◆ **WORK ITEM**:
Return each record unchanged and drop the images.

◆ **TASK MATERIAL**:

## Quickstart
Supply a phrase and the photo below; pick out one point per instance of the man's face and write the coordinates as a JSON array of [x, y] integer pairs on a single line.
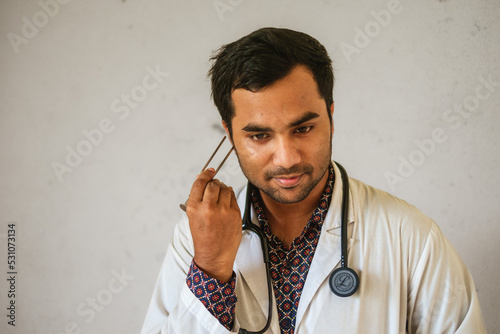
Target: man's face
[[282, 136]]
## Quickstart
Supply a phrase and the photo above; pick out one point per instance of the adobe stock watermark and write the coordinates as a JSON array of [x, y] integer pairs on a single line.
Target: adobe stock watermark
[[223, 6], [455, 118], [363, 37], [122, 107], [94, 304], [31, 27]]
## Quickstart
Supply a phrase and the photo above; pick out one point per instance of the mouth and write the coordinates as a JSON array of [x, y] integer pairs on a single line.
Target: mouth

◆ **WRITTEN SOLUTION**:
## Quickstart
Supply a phrase and the photo below; pick out one point per instance of the man's face and write the coordinates as a JSON array of [x, y] integer pairs on a single line.
Target: man's face
[[282, 136]]
## Quickstart
Supply a phrase and the photo above; pick out one point per instance of the adobe stock watermark and write the coordinates as a JSON array of [x, y] integer pairs on a single line.
Target: adobe stock watermark
[[223, 6], [455, 118], [363, 37], [122, 107], [94, 304], [31, 27]]
## Quickstart
Supply a phrase and the photo above; pick out one point per instance of the mouth and write the coordinates as a JSON array of [x, y] integer pairs on a single line.
Target: mouth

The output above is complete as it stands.